Sunday, March 14, 2010

A Tail of Two Kitties

The other day at work one of my co-workers was having an interesting conversation with a customer. The customer had at one point lent her horse to a family for a 4-H project and they just never returned it. Later when she tried to go back to retrieve it, they refused, seeing as their vet had told them that they had been paying to feed it for long enough that the horse was now legally theirs. I thought to myself, "That can't be right!" and I started getting a bit miffed on her behalf. But as she left I got hit by another emotion - guilt. "Crap! I thought I'd already resolved that!"








When my ex-wife and I were together we had gotten our first cat. Her name is Emmie -- well, HRH Emmie, although she does answer to "Princess" or "Your Highness". When I originally left my marriage I allowed my ex to keep Emmie, which was difficult in itself because she was my little girl too, but I figured I didn't know yet where I was going to end up so Emmie would be better off where she was. Plus she would be a comfort to my ex, partially because it was another soul to keep her company and partially because it was her late father who had given us the money to get Emmie in the first place. It saddened me, but I knew it was for the best, and me and my ex were still on pretty good terms so I did occasionally get to see my green-eyed girl.







So life moved on, as it is wont to do, and I got my own place. In a series of odd events, I soon filled my home with a feline soul of my own. Mr Timmons had been a stray who regularly wandered through the backyard of my then girlfriend. One night I get a call from her saying she had gotten the kitty, who was increasingly and alarmingly thinner and thinner, into a carrier and wondered if I would take him. Ready or not, and I had my doubts, I had a new boarder. We took him to the vet the next day, jaundiced yellow eyes and all, and were told if we had waited one more day he probably wouldn't have made it. Phew! Still gives me the willies to think about that.







So I had a little brash rogue of a kitty running around my place. As he explored my apartment he would occasionally stand up on his hind feet, very meerkat like, and thus I dubbed him "Timmons" after Timmon of the Lion King. "Oh no," my girlfriend insisted, "That's not enough! He is Mr Timmons!" It was only later that I realized Timmons was the name of the wagon driver in Dances With Wolves who drove Kevin Costner's character out to his post. Incidentally there is also a character in a Shakespeare play with the name Timmons -- King Lear I think.




Anyway, he and I stuck together beyond that girlfriend, and were getting quite comfortable in our bachelor pad, when something happened to change our destinies forever. My ex-wife became a groupie. She was originally suppose to be gone for a month when she asked if I would take Emmie in for a while, then she would come back and claim her again after that time. I helped her pack up her apartment, put it all in storage, and took Emmie back to my place.

Dataset records
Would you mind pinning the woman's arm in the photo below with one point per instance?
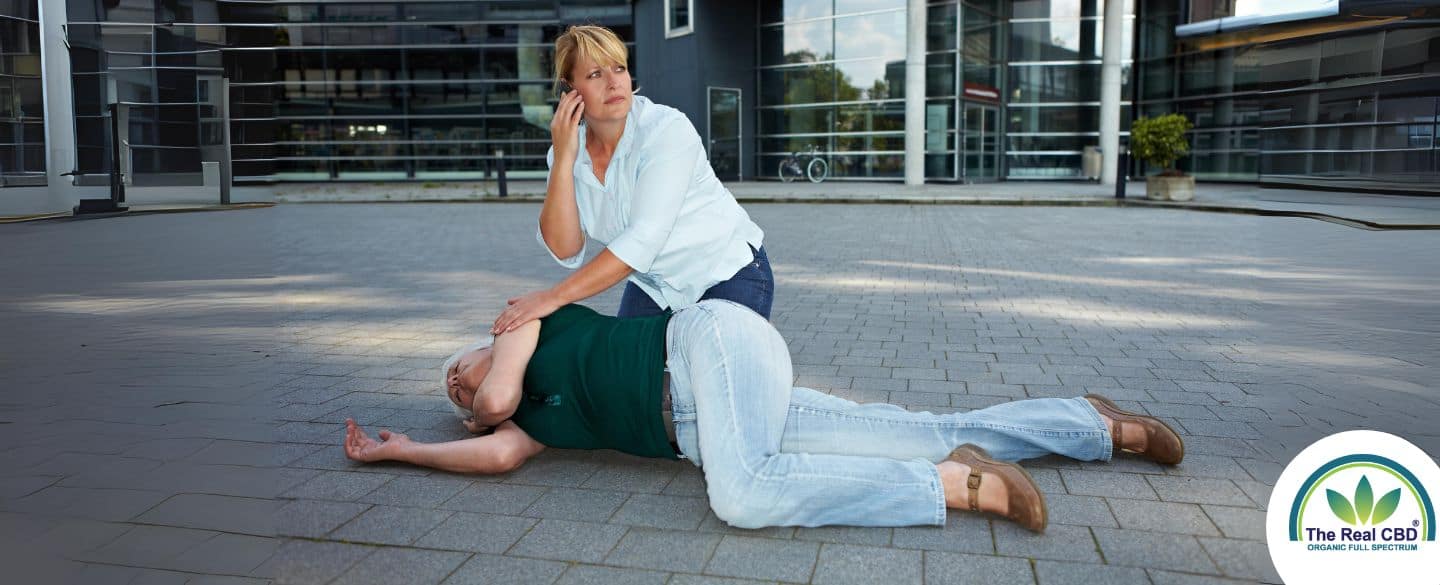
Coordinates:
(504, 450)
(559, 215)
(498, 394)
(601, 273)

Short task A
Write out the cat story again, starting with "Anyway, he and" and going on through "to my place.", substituting "Princess" for "Emmie".
Short task B
Please repeat every line of the records, requests included, with 88 added to each number in the coordinates. Leave the pictures out.
The records have no connection to the cat story.

Complete response A
Anyway, he and I stuck together beyond that girlfriend, and were getting quite comfortable in our bachelor pad, when something happened to change our destinies forever. My ex-wife became a groupie. She was originally suppose to be gone for a month when she asked if I would take Princess in for a while, then she would come back and claim her again after that time. I helped her pack up her apartment, put it all in storage, and took Princess back to my place.

Complete response B
Would you mind pinning the woman's arm in the photo below with one point per instance?
Coordinates:
(592, 538)
(647, 303)
(586, 482)
(689, 361)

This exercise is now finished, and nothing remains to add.